WHAT TO PRODUCE → Scan the entries below and say how many lines contain "then". Write only the number.

DATASET RECORDS →
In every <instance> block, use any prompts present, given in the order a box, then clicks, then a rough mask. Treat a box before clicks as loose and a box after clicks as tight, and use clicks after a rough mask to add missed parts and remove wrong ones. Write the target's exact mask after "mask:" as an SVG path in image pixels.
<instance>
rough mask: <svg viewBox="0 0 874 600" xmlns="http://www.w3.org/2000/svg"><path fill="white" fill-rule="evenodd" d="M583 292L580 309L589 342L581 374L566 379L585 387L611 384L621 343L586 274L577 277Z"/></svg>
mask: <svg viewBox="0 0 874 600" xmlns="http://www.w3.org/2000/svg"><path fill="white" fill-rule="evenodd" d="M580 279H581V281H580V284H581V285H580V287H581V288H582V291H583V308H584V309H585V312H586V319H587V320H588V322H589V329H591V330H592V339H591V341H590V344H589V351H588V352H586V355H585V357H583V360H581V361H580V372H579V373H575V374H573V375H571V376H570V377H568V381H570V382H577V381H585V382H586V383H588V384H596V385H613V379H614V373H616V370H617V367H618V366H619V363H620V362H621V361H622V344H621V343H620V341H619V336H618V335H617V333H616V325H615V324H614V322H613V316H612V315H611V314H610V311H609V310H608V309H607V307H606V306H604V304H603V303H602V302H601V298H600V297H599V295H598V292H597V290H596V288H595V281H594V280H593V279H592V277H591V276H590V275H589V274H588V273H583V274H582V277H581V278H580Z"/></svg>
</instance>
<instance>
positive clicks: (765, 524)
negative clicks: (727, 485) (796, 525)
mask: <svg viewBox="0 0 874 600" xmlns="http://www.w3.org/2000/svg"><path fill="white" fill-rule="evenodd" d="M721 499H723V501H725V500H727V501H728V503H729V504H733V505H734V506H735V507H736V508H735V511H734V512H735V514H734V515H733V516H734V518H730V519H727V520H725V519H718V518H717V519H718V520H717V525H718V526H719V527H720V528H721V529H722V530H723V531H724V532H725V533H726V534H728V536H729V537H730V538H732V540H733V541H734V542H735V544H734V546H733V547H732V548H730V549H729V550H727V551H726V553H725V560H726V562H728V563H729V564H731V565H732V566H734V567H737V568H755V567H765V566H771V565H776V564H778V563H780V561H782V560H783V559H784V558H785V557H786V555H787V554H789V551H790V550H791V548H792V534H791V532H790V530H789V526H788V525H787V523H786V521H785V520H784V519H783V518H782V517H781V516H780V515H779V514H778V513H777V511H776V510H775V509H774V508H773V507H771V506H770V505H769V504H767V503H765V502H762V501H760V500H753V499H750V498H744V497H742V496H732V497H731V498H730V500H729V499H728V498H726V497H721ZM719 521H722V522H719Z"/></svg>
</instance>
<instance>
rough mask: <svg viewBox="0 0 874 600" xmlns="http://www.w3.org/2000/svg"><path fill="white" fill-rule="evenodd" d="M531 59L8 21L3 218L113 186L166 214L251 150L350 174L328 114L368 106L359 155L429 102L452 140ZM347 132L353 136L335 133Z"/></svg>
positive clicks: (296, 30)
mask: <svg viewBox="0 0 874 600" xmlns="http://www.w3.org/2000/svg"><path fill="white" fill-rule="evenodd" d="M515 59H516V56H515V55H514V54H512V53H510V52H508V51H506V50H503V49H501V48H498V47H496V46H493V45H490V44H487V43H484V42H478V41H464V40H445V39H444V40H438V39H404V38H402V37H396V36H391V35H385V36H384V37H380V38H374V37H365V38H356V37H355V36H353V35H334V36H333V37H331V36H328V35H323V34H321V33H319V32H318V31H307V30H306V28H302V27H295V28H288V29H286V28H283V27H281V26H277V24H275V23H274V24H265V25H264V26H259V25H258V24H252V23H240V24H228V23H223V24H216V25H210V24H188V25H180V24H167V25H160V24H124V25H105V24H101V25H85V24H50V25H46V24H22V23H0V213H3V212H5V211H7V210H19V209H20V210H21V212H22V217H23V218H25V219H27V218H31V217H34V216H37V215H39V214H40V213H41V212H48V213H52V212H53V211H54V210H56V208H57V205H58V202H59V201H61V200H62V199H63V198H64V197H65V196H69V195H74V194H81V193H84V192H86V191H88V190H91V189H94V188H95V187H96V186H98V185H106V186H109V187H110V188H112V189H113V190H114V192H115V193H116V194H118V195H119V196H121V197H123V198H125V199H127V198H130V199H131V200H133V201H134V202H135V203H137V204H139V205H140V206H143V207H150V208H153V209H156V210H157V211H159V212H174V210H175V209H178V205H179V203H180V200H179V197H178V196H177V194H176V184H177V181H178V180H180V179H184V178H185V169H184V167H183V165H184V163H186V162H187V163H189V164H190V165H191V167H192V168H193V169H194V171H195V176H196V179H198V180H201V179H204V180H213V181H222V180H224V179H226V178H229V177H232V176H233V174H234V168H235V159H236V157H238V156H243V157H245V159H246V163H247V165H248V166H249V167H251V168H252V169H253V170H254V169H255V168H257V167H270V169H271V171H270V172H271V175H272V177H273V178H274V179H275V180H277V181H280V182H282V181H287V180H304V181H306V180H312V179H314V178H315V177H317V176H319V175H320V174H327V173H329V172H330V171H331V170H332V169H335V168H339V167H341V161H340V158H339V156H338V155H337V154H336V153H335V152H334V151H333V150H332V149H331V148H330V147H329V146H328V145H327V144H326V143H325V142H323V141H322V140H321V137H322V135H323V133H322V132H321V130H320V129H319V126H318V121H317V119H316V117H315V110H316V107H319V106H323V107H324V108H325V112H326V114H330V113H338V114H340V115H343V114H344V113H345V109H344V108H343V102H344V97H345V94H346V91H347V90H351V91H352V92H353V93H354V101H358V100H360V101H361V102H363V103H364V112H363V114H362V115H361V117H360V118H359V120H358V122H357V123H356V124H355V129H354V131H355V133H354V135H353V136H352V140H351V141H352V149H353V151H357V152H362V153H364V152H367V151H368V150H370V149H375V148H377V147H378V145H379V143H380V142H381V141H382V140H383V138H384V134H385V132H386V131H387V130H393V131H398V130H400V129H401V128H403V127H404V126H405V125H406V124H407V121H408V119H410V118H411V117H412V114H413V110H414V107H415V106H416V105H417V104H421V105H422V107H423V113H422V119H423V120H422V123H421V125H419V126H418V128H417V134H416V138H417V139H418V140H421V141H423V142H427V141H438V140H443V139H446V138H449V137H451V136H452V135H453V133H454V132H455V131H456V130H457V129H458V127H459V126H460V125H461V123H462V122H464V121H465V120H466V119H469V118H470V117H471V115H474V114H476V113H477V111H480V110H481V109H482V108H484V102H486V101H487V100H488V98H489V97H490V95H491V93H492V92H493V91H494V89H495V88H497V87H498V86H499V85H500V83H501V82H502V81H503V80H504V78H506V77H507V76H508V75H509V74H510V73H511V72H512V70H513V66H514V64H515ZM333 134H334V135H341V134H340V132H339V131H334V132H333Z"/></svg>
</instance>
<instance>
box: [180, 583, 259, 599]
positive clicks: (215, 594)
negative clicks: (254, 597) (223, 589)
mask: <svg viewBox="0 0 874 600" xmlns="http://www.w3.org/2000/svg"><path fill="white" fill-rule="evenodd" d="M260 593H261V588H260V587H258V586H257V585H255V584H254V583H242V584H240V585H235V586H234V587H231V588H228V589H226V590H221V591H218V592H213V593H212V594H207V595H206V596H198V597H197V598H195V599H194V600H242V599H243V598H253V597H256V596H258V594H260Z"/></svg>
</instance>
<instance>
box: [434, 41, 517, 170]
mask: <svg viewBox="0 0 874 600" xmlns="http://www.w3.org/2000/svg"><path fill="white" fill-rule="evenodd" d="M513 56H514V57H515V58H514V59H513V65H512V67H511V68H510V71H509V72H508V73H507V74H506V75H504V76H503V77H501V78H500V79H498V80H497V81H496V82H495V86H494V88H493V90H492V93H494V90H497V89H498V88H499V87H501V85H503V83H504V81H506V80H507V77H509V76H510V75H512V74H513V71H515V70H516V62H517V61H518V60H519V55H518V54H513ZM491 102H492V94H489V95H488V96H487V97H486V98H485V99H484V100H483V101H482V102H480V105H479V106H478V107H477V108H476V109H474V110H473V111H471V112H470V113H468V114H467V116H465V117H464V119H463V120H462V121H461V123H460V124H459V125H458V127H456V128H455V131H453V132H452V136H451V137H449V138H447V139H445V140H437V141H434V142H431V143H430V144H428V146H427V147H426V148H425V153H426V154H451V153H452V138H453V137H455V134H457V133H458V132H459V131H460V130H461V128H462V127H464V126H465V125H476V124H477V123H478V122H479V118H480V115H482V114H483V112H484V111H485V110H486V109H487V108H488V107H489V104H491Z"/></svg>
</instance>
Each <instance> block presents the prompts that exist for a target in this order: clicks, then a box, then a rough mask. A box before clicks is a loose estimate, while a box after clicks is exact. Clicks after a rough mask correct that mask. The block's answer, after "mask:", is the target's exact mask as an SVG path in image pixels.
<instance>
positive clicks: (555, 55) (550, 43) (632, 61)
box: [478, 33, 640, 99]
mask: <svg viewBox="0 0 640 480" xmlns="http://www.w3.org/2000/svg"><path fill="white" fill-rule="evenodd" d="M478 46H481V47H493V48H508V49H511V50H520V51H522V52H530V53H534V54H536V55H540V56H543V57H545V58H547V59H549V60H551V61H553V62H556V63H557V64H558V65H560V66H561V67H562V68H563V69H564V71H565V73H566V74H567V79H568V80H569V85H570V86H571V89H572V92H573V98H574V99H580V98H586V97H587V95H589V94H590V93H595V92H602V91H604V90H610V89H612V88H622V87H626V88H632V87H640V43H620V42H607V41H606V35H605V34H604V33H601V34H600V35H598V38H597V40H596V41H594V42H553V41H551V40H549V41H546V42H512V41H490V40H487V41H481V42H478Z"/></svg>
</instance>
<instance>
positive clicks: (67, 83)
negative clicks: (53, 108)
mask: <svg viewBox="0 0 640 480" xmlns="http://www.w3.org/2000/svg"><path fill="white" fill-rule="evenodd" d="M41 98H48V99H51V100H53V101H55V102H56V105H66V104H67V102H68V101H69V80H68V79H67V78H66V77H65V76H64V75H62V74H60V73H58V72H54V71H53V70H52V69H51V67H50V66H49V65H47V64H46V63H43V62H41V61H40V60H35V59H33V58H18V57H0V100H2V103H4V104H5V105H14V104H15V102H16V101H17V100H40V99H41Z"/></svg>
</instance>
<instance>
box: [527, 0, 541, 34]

RESULT OF THIS EXERCISE → 2